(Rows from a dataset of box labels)
%%
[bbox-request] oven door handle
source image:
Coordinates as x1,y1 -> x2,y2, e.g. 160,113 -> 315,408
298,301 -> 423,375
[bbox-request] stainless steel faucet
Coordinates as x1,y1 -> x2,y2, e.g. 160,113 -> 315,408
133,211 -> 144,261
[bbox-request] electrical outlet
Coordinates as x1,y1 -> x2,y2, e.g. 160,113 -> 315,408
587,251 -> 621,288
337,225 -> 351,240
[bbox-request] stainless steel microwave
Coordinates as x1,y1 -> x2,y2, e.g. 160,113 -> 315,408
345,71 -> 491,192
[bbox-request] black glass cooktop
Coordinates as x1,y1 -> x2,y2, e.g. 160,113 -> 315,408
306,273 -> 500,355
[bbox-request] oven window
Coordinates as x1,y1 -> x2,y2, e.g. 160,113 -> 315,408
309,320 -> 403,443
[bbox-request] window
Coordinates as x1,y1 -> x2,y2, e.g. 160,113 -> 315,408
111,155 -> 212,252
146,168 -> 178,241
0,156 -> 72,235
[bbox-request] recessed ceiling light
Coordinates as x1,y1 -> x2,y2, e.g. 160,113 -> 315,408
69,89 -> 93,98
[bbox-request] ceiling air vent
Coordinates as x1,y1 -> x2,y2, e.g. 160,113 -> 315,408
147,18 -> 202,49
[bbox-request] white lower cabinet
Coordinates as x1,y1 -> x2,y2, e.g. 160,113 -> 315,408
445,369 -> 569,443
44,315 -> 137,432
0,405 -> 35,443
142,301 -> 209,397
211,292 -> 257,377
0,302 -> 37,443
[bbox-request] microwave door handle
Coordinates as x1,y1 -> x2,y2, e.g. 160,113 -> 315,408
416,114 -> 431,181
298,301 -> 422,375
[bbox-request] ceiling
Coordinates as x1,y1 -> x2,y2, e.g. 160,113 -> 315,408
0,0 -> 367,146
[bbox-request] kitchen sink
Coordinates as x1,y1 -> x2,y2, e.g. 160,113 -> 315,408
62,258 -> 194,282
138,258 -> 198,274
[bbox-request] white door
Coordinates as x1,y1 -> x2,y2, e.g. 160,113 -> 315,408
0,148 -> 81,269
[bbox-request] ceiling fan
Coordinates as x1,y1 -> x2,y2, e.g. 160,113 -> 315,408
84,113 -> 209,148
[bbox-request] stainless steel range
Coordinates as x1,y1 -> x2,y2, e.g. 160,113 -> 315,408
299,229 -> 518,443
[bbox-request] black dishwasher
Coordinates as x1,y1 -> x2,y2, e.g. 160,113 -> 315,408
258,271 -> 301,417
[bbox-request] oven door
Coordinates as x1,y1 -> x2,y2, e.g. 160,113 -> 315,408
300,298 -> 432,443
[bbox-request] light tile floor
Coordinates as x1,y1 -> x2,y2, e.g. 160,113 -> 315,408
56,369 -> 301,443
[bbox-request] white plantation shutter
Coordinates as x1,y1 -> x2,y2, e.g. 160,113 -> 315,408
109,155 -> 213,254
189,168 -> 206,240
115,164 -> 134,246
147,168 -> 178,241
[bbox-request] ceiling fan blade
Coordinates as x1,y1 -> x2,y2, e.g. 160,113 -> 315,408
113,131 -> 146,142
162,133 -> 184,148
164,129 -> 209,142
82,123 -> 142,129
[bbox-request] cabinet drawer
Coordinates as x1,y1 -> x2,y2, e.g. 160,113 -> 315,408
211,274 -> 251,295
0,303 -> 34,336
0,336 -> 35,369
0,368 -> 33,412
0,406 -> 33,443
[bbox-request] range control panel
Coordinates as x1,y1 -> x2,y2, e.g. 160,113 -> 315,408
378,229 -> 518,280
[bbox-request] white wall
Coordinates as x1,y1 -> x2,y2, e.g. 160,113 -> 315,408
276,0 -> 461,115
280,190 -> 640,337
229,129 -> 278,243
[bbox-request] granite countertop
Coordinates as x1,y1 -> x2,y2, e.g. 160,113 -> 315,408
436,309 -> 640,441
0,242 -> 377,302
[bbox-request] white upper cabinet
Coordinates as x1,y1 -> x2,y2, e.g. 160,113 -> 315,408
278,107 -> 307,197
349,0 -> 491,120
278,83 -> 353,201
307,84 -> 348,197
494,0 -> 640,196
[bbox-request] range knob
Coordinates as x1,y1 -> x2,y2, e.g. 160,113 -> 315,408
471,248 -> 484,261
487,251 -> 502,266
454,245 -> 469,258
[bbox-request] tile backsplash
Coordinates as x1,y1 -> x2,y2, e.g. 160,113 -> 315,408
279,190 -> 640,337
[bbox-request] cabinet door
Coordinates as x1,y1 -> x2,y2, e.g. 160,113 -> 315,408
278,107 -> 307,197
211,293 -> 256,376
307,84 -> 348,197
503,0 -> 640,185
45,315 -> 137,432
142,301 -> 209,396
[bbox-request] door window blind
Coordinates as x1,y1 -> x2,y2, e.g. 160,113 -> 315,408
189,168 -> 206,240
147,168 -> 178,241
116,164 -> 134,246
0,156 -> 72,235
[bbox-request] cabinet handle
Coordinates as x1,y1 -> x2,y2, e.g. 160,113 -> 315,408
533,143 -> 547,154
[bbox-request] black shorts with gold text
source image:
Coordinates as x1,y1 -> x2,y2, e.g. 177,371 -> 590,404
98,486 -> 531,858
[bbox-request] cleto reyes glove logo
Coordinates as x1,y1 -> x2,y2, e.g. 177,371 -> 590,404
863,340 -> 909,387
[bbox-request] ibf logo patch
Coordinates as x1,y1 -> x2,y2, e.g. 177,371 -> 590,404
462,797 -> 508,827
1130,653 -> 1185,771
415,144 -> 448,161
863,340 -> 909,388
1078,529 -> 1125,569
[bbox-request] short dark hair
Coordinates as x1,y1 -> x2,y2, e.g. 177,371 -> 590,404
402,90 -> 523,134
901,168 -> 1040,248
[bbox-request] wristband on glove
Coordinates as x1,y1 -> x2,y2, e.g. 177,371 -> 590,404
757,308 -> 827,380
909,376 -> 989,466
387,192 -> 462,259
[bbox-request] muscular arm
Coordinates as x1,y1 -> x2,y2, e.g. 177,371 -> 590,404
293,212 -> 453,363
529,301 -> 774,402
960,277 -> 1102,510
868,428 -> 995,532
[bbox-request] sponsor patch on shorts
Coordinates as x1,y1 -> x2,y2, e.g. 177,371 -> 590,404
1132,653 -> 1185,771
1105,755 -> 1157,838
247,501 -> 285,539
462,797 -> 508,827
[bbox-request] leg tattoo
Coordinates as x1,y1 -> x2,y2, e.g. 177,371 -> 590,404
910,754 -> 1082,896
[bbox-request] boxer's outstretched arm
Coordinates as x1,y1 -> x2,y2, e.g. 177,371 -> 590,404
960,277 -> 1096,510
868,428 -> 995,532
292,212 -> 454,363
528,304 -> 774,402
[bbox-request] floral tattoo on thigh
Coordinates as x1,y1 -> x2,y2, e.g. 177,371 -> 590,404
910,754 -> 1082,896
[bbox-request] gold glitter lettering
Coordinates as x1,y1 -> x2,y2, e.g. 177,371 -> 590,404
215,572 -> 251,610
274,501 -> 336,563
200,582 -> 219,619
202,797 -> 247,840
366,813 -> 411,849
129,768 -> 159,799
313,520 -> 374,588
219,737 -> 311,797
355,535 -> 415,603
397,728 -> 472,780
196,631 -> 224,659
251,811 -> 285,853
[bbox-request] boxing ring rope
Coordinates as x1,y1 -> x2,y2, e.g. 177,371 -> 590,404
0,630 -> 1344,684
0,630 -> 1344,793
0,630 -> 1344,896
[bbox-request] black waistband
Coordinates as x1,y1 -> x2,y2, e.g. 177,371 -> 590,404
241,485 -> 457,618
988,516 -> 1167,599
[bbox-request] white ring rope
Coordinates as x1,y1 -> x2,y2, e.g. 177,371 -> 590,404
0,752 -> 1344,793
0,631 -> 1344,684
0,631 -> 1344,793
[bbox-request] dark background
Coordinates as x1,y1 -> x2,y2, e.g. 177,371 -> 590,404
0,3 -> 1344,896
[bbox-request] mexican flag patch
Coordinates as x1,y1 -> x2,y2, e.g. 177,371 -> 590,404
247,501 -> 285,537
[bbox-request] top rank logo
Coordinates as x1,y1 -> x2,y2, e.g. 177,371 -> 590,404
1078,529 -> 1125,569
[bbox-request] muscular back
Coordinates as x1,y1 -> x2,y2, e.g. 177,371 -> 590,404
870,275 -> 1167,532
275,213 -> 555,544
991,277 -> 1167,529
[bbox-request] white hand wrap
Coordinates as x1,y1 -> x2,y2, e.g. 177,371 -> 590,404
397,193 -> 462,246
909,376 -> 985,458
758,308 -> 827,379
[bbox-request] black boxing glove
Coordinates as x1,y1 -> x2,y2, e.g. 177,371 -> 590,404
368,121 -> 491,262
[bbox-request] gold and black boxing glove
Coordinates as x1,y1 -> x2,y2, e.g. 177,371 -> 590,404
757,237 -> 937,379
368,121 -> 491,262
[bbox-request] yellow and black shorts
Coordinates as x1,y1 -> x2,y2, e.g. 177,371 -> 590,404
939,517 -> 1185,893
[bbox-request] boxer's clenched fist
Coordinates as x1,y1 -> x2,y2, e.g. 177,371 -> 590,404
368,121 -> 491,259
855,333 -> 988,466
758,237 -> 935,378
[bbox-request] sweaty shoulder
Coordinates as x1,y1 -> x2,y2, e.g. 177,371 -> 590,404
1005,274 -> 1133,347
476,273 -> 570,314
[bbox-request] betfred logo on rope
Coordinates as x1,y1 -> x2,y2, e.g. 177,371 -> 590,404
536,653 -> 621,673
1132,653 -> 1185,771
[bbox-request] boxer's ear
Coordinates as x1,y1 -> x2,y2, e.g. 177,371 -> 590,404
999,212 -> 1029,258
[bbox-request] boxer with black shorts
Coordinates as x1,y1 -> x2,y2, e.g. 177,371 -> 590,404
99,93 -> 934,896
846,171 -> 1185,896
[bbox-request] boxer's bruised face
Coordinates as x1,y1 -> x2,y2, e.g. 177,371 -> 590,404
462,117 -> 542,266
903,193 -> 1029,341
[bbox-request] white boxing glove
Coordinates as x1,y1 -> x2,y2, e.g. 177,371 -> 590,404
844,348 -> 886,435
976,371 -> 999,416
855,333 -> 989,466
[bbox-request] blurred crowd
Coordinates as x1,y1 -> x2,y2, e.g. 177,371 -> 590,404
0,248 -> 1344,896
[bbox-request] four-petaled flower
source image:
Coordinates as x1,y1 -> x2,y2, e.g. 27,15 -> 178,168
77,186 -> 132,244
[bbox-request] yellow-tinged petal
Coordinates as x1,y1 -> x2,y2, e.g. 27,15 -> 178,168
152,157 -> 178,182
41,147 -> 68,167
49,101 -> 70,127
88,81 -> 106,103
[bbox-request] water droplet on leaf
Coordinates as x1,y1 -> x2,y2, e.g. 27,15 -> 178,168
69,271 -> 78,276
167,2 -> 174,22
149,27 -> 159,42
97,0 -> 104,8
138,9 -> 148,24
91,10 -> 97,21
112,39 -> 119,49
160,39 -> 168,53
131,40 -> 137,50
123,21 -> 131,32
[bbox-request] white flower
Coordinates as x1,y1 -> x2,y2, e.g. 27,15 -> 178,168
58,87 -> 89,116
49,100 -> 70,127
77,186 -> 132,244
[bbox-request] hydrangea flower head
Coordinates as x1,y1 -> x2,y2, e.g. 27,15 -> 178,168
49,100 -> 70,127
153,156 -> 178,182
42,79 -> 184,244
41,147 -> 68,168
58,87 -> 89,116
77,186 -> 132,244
%%
» **SHORT TASK**
Copy the lines of the material above exactly, starting at the line that contains "[bbox-request] yellow and black shorts" and ending at the line that contains "0,248 -> 1344,896".

» **THE RESPONSE**
[bbox-request] yellow and black shorts
Coordinates as x1,y1 -> x2,y2, e.g. 177,371 -> 590,404
939,517 -> 1185,893
[bbox-request] boxer's clenched fist
Coordinates as x1,y1 -> x2,y2, e.g. 177,371 -> 590,404
368,121 -> 491,259
855,333 -> 988,466
758,237 -> 935,378
[bbox-request] sweaty shoulder
Coordinates as x1,y1 -> x2,y2, e.g. 177,371 -> 590,404
1005,274 -> 1133,347
476,273 -> 570,314
[bbox-request] betfred logo on rope
Coordinates as x1,y1 -> x2,y2, e.g. 177,371 -> 590,404
536,653 -> 621,673
1132,653 -> 1185,771
[bbox-request] boxer's ear
Coordinates as x1,y1 -> x2,y2, e.g. 177,371 -> 590,404
999,212 -> 1029,258
[bbox-request] boxer with black shorts
Coordinates as x1,y1 -> x2,y2, e.g. 177,371 -> 590,404
99,93 -> 934,896
846,171 -> 1185,896
[bbox-request] boxer's bruised face
Coordinates as x1,y1 -> x2,y2, e.g. 177,371 -> 590,404
462,117 -> 542,266
903,193 -> 1029,341
[bbox-request] white boxing glove
Coordinates as x1,y1 -> x2,y2, e.g. 177,371 -> 590,404
844,348 -> 886,435
976,371 -> 999,416
855,333 -> 989,466
[bbox-request] blurred crowd
Coordinates as x1,y1 -> x2,y2, e.g. 177,371 -> 590,404
0,248 -> 1344,896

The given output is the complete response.